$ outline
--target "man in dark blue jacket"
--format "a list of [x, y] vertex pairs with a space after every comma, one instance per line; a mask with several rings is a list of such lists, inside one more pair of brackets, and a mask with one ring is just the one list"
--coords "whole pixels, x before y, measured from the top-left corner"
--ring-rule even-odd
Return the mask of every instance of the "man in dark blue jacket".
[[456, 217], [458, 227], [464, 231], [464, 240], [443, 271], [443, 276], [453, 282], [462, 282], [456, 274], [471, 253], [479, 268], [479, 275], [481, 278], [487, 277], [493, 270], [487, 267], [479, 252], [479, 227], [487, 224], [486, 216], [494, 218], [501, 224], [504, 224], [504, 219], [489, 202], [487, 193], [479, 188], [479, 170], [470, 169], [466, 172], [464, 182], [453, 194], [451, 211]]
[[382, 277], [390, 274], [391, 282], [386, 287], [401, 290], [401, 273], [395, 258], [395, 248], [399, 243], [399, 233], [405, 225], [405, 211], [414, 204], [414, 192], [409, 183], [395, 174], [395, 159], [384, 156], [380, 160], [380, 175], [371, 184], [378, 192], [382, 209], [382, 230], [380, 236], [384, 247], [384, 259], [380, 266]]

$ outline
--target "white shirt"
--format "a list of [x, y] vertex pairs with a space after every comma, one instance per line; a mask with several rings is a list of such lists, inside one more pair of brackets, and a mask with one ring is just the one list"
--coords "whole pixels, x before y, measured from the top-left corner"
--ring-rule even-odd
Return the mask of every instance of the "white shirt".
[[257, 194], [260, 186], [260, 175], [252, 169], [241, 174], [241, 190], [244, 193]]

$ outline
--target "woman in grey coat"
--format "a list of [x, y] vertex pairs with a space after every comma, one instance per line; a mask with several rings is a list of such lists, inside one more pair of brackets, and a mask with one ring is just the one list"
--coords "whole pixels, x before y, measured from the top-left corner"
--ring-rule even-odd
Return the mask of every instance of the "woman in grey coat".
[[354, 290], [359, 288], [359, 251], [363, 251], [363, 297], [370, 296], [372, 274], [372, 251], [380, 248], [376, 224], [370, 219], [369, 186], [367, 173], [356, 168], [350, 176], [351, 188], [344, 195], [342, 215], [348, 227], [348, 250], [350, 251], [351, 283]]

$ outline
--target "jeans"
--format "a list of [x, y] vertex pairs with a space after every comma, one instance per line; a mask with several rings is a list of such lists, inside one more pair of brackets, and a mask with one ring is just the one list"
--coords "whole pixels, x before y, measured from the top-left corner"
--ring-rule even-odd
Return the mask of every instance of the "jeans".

(Description of the task): Extract the data exactly as given.

(The answer):
$ outline
--target "man in dark blue jacket"
--format "a list of [x, y] vertex pairs with a space after every comma, one instance per line; a mask with several rings is a list of such lists, inside one more pair of brackets, and a mask with one ring is just the one list"
--coords "whole pixels, x before y, measured from the top-left corner"
--ring-rule even-odd
Return the mask of every instance of the "man in dark blue jacket".
[[456, 217], [458, 227], [464, 231], [464, 240], [443, 271], [443, 276], [453, 282], [462, 282], [456, 274], [471, 253], [479, 268], [479, 275], [481, 278], [487, 277], [493, 270], [487, 267], [479, 252], [479, 227], [487, 224], [486, 216], [494, 218], [501, 224], [504, 224], [504, 219], [489, 202], [487, 193], [479, 188], [479, 170], [470, 169], [466, 172], [464, 182], [453, 194], [451, 211]]
[[382, 277], [390, 274], [391, 282], [386, 287], [401, 290], [401, 273], [395, 258], [395, 248], [399, 243], [399, 233], [405, 225], [405, 211], [414, 204], [414, 192], [409, 183], [395, 174], [395, 159], [384, 156], [380, 160], [380, 175], [371, 184], [378, 192], [382, 209], [382, 230], [380, 236], [384, 247], [384, 259], [380, 266]]

$ outline
--target "white shirt"
--format "a list of [x, y] vertex pairs with a space after every comma, one instance per line; a mask with several rings is a list of such lists, inside one more pair of brackets, and a mask with one ring is just the one list"
--coords "whole pixels, x before y, measured from the top-left corner"
--ring-rule even-odd
Return the mask of every instance of the "white shirt".
[[257, 194], [260, 186], [260, 175], [252, 169], [241, 174], [241, 190], [244, 193]]

$ outline
--target "woman in grey coat"
--format "a list of [x, y] vertex pairs with a space after every comma, one instance per line; a mask with several rings is a list of such lists, inside one more pair of brackets, and a mask with one ring is just the one list"
--coords "whole pixels, x before y, measured from the top-left corner"
--ring-rule even-odd
Return the mask of every instance of the "woman in grey coat".
[[354, 290], [359, 288], [359, 251], [363, 251], [363, 297], [370, 296], [372, 274], [372, 251], [380, 248], [376, 224], [370, 219], [369, 186], [367, 173], [356, 168], [350, 176], [351, 188], [344, 195], [342, 215], [348, 227], [348, 250], [350, 251], [351, 283]]

$ outline
--target "jeans"
--format "a list of [x, y] vertex pairs with a space after every comma, one instance per line; a mask with several rings is a list of such lists, inside one more pair of brackets, and a mask with one ring is just the one list"
--coords "whole pixels, x before y, measured from the top-left corner"
--ring-rule even-odd
Return the mask of every instance of the "jeans".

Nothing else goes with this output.